##### WORKING DATA #####

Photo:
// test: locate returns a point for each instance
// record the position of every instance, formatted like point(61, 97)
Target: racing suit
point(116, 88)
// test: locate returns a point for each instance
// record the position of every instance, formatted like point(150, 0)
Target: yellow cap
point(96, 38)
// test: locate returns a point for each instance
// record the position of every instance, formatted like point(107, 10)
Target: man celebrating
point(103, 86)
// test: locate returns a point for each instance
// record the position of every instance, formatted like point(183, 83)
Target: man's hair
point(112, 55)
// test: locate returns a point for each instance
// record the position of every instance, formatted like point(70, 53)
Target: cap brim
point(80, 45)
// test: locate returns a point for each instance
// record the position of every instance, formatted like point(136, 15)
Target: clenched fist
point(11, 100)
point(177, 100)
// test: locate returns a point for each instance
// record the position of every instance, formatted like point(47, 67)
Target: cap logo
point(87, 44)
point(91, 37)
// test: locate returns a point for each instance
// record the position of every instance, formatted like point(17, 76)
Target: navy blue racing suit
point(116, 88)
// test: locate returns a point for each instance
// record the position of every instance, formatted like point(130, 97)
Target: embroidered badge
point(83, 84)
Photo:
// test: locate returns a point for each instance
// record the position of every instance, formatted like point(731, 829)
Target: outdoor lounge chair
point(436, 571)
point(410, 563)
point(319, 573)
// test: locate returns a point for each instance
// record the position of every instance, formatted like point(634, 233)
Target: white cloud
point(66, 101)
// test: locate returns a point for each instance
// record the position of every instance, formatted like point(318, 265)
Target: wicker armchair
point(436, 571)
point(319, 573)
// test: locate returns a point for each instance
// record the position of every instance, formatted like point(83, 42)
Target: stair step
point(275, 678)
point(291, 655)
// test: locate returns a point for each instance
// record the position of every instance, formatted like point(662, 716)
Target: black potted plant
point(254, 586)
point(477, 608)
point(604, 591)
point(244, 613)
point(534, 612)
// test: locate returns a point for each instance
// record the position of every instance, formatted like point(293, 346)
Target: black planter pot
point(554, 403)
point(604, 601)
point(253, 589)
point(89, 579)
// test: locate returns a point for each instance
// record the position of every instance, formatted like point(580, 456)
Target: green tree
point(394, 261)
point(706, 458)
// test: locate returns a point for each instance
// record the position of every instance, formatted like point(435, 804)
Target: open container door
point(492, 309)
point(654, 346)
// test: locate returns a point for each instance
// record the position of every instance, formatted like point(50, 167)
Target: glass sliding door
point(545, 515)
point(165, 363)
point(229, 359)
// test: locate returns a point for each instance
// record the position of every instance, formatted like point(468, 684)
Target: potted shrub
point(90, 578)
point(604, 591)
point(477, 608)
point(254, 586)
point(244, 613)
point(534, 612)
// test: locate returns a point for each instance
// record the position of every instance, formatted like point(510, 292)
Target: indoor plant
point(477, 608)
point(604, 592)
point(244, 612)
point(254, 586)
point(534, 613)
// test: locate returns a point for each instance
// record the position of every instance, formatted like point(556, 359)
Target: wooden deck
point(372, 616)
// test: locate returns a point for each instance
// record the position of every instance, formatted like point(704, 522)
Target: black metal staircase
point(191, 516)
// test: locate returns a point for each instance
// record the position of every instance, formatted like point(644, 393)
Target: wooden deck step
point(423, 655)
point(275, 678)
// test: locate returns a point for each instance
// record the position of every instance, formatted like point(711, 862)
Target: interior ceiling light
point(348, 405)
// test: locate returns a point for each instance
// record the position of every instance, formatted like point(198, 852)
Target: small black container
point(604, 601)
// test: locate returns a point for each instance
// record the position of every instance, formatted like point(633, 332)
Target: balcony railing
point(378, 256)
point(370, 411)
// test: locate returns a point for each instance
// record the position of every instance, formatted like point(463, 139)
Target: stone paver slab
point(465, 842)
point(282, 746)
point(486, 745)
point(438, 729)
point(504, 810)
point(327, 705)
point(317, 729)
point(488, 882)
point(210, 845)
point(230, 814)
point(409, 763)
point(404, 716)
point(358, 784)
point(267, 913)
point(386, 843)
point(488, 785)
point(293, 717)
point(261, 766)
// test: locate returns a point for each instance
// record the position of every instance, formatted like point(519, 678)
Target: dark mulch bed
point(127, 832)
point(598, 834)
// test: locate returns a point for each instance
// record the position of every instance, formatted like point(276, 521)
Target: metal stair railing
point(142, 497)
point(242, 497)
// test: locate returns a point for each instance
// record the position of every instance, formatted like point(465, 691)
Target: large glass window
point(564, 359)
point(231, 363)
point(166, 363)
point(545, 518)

#####

• TASK TO COMPLETE: Could you copy every record above exactly as it appears?

• OUTPUT:
Photo:
// test: locate returns a point for each instance
// record the position of every instance, formatted like point(61, 97)
Target: racing suit
point(116, 88)
// test: locate returns a point for each instance
// record the position of every instance, formatted like point(150, 0)
Target: yellow cap
point(96, 38)
// test: locate returns a point for each instance
// record the position of every instance, formatted like point(107, 10)
Target: man celebrating
point(103, 86)
// test: locate returns a point for each instance
// record the position of every instance, formatted like point(183, 83)
Target: man's hair
point(112, 55)
// test: locate returns a point for each instance
// record the position of every instance, formatted like point(70, 53)
Target: cap brim
point(80, 45)
// test: locate returns a point for each instance
// record the position of every instance, formatted like point(136, 15)
Target: clenched fist
point(11, 100)
point(177, 100)
// test: locate returns a point for each instance
// record the position of every instance, formatted like point(47, 67)
Target: cap logo
point(87, 44)
point(91, 37)
// test: locate returns a point for each instance
// record the position of every instance, formatted like point(17, 76)
Target: navy blue racing suit
point(116, 88)
// test: locate returns a point for each instance
// record the position of every instance, formatted like point(130, 97)
Target: embroidered badge
point(83, 84)
Photo:
// test: locate returns a point for each instance
// record the position of every instance, formatted like point(731, 829)
Target: outdoor lounge chair
point(436, 571)
point(410, 563)
point(319, 573)
// test: locate returns a point for each instance
// record the position of every instance, formatted like point(634, 233)
Target: white cloud
point(66, 101)
// test: locate returns a point for each instance
// record the position of every instance, formatted like point(318, 265)
Target: wicker armchair
point(436, 571)
point(319, 573)
// test: locate returns a point for each instance
// record the position of every instance, formatted like point(83, 42)
Target: stair step
point(275, 678)
point(291, 655)
// test: locate returns a point for each instance
// record the position of every instance, formatted like point(662, 716)
Target: black potted plant
point(254, 586)
point(477, 608)
point(604, 591)
point(244, 613)
point(534, 612)
// test: locate returns a point for each instance
// record the position of every instance, formatted like point(293, 346)
Target: black planter pot
point(554, 403)
point(604, 601)
point(253, 589)
point(89, 579)
// test: locate returns a point for each instance
// record the position of every instance, formatted like point(580, 456)
Target: green tree
point(394, 261)
point(706, 458)
// test: locate returns a point for each instance
// record the position of every instance, formatted like point(435, 804)
Target: open container door
point(492, 309)
point(654, 346)
// test: locate returns a point for each instance
// record the position of every instance, formatted like point(50, 167)
Target: glass sliding door
point(545, 515)
point(165, 363)
point(229, 359)
// test: locate returns a point for each instance
// record the position of every instance, formatted like point(468, 684)
Target: potted shrub
point(90, 578)
point(604, 591)
point(477, 608)
point(254, 586)
point(244, 613)
point(534, 612)
// test: locate returns a point for each instance
// record the position of every instance, formatted like point(510, 292)
Target: indoor plant
point(477, 608)
point(604, 592)
point(244, 612)
point(254, 586)
point(534, 613)
// test: locate returns a point for each instance
// record the position of every instance, formatted like point(556, 359)
Target: wooden deck
point(372, 616)
// test: locate returns a point for each instance
// record the position of every instance, formatted like point(704, 522)
Target: black metal staircase
point(191, 516)
// test: locate returns a point for each instance
// record the position of every instance, formatted like point(644, 393)
Target: wooden deck step
point(423, 655)
point(275, 678)
// test: locate returns a point for each instance
// record the position of every instance, formatted like point(711, 862)
Target: interior ceiling light
point(348, 405)
// test: locate returns a point for each instance
// record the position of every instance, formatted like point(198, 852)
Target: small black container
point(604, 601)
// test: locate returns a point for each instance
// record the position of every instance, formatted like point(633, 332)
Target: balcony railing
point(378, 256)
point(370, 411)
// test: locate returns a point for each instance
// record the position of every instance, formatted like point(463, 139)
Target: stone paver slab
point(465, 842)
point(282, 746)
point(486, 745)
point(438, 729)
point(504, 810)
point(327, 705)
point(317, 729)
point(488, 882)
point(210, 845)
point(230, 814)
point(409, 763)
point(404, 716)
point(358, 784)
point(267, 913)
point(386, 843)
point(488, 785)
point(293, 717)
point(261, 766)
// test: locate returns a point for each instance
// record the position of every instance, formatted like point(519, 678)
Target: dark mulch bed
point(127, 832)
point(598, 834)
// test: locate returns a point for each instance
// record the position of every instance, formatted like point(276, 521)
Target: metal stair railing
point(142, 497)
point(242, 497)
// test: locate returns a point for each instance
// record the position of every instance, formatted like point(465, 691)
Target: large glass window
point(564, 359)
point(231, 363)
point(166, 363)
point(545, 518)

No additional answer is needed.